───── Provided text

All of lore.kernel.org
 help / color / mirror / Atom feed
* [PATCH] xfs: fix buffer use after free on IO error
@ 2014-03-22  2:48 Eric Sandeen
  2014-03-25 12:58 ` Brian Foster
  0 siblings, 1 reply; 9+ messages in thread
From: Eric Sandeen @ 2014-03-22  2:48 UTC (permalink / raw)
  To: xfs-oss

When testing exhaustion of dm snapshots, the following appeared
with CONFIG_DEBUG_OBJECTS_FREE enabled:

ODEBUG: free active (active state 0) object type: work_struct hint: xfs_buf_iodone_work+0x0/0x1d0 [xfs]

indicating that we'd freed a buffer which still had a pending reference,
down this path:

[  190.867975]  [<ffffffff8133e6fb>] debug_check_no_obj_freed+0x22b/0x270
[  190.880820]  [<ffffffff811da1d0>] kmem_cache_free+0xd0/0x370
[  190.892615]  [<ffffffffa02c5924>] xfs_buf_free+0xe4/0x210 [xfs]
[  190.905629]  [<ffffffffa02c6167>] xfs_buf_rele+0xe7/0x270 [xfs]
[  190.911770]  [<ffffffffa034c826>] xfs_trans_read_buf_map+0x7b6/0xac0 [xfs]

At issue is the fact that if IO fails in xfs_buf_iorequest,
we'll queue completion unconditionally, and then call
xfs_buf_rele; but if IO failed, there are no IOs remaining,
and xfs_buf_rele will free the bp while work is still queued.

Fix this by not scheduling completion if the buffer has
an error on it; run it immediately.  The rest is only comment
changes.

Thanks to dchinner for spotting the root cause.

Signed-off-by: Eric Sandeen <sandeen@redhat.com>
---

p.s. or maybe this could be moved into _xfs_buf_ioend ...
I think I see some nice cleanups for xfs_buf_ioend vs.
_xfs_buf_ioend w.r.t. when "schedule" is true, so maybe
I can clean it up then.


diff --git a/fs/xfs/xfs_buf.c b/fs/xfs/xfs_buf.c
index 9c061ef..45eb5ef 100644
--- a/fs/xfs/xfs_buf.c
+++ b/fs/xfs/xfs_buf.c
@@ -1361,21 +1361,29 @@ xfs_buf_iorequest(
 		xfs_buf_wait_unpin(bp);
 	xfs_buf_hold(bp);
 
-	/* Set the count to 1 initially, this will stop an I/O
+	/*
+	 * Set the count to 1 initially, this will stop an I/O
 	 * completion callout which happens before we have started
 	 * all the I/O from calling xfs_buf_ioend too early.

──────────
───── Listing

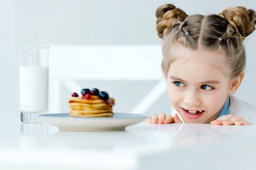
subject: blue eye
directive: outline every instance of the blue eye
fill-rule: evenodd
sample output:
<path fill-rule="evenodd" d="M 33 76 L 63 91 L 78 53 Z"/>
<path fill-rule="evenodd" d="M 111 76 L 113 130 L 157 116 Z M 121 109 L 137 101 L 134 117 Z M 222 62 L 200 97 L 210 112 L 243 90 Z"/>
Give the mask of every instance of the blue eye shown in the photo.
<path fill-rule="evenodd" d="M 174 83 L 178 87 L 183 87 L 185 86 L 184 83 L 180 82 L 175 82 Z"/>
<path fill-rule="evenodd" d="M 213 88 L 207 85 L 203 85 L 201 86 L 201 88 L 207 91 L 209 91 L 211 90 L 212 90 L 213 89 Z"/>

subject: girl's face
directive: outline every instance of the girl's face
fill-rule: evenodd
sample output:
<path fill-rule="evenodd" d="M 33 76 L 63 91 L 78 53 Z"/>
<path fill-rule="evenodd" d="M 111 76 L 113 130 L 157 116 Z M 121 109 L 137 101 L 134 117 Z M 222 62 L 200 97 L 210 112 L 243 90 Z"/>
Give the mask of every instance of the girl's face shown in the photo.
<path fill-rule="evenodd" d="M 172 104 L 186 123 L 209 123 L 224 107 L 231 87 L 224 53 L 179 45 L 170 52 L 174 60 L 167 80 Z"/>

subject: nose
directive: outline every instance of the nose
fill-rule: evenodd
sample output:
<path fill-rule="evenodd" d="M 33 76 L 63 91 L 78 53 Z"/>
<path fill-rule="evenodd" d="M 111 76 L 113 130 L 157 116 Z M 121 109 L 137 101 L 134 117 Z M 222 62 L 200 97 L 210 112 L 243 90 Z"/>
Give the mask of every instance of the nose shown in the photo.
<path fill-rule="evenodd" d="M 184 103 L 189 105 L 199 105 L 201 104 L 199 95 L 193 91 L 187 92 L 184 98 Z"/>

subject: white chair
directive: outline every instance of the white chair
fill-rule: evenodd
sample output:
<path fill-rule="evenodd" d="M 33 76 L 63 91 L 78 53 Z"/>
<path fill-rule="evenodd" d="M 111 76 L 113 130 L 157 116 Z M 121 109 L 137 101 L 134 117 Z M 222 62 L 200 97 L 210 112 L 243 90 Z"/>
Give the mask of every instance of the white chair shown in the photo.
<path fill-rule="evenodd" d="M 60 112 L 61 83 L 71 93 L 80 91 L 78 79 L 158 81 L 130 113 L 145 113 L 166 93 L 160 45 L 49 46 L 50 113 Z M 96 62 L 96 67 L 91 64 Z"/>

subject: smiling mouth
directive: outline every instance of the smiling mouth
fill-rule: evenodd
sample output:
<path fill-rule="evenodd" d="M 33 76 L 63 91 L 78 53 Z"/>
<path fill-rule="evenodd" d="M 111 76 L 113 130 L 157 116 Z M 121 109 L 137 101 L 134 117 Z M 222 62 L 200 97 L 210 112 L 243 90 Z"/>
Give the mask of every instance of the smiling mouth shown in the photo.
<path fill-rule="evenodd" d="M 189 114 L 200 114 L 203 112 L 204 110 L 186 110 L 186 109 L 182 108 L 186 112 L 188 113 Z"/>

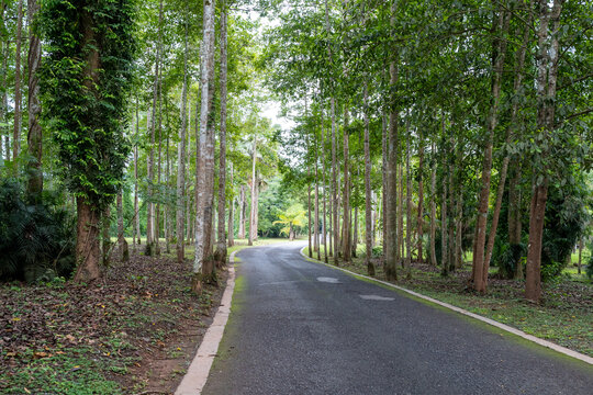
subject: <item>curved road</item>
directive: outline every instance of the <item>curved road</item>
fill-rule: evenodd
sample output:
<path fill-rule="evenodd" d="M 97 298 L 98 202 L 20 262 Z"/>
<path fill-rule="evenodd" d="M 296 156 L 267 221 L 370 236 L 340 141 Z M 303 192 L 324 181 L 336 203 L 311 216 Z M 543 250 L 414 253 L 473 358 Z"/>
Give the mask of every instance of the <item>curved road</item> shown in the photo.
<path fill-rule="evenodd" d="M 303 242 L 237 255 L 203 394 L 593 394 L 593 368 L 309 262 Z"/>

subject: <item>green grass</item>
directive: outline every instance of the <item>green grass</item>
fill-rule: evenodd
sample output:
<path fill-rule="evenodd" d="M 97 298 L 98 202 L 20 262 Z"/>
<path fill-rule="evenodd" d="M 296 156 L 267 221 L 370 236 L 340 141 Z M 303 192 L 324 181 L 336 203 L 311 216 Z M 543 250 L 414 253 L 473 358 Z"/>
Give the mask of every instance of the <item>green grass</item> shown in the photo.
<path fill-rule="evenodd" d="M 309 256 L 309 248 L 303 252 Z M 355 273 L 367 274 L 361 256 L 347 266 L 343 262 L 340 266 Z M 475 294 L 467 289 L 470 273 L 471 263 L 466 263 L 447 278 L 440 275 L 438 268 L 413 264 L 412 280 L 394 283 L 593 356 L 593 284 L 585 280 L 584 274 L 578 275 L 577 268 L 569 267 L 557 281 L 544 284 L 544 302 L 540 305 L 524 300 L 523 281 L 491 280 L 488 294 Z M 384 280 L 382 267 L 377 268 L 376 278 Z"/>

──────────

* [Prompt 1]
According to the xfs buffer patch, how does the fix handle completion when the buffer has an error on it?
* [Prompt 2]
Write the next part of the xfs buffer patch, starting after its last line.

* [Written response 1]
It does not schedule completion but runs it immediately.

* [Written response 2]
 	 */
 	atomic_set(&bp->b_io_remaining, 1);
 	_xfs_buf_ioapply(bp);
-	_xfs_buf_ioend(bp, 1);
+	/*
+	 * If _xfs_buf_ioapply failed, we'll get back here with
+	 * only the reference we took above.  _xfs_buf_ioend will
+	 * drop it to zero, so we'd better not queue it for later,
+	 * or we'll free it before it's done.
+	 */
+	_xfs_buf_ioend(bp, bp->b_error ? 0 : 1);
 
 	xfs_buf_rele(bp);
 }
 
 /*
  * Waits for I/O to complete on the buffer supplied.  It returns immediately if
- * no I/O is pending or there is already a pending error on the buffer.  It
- * returns the I/O error code, if any, or 0 if there was no error.
+ * no I/O is pending or there is already a pending error on the buffer, in which
+ * case nothing will ever complete.  It returns the I/O error code, if any, or
+ * 0 if there was no error.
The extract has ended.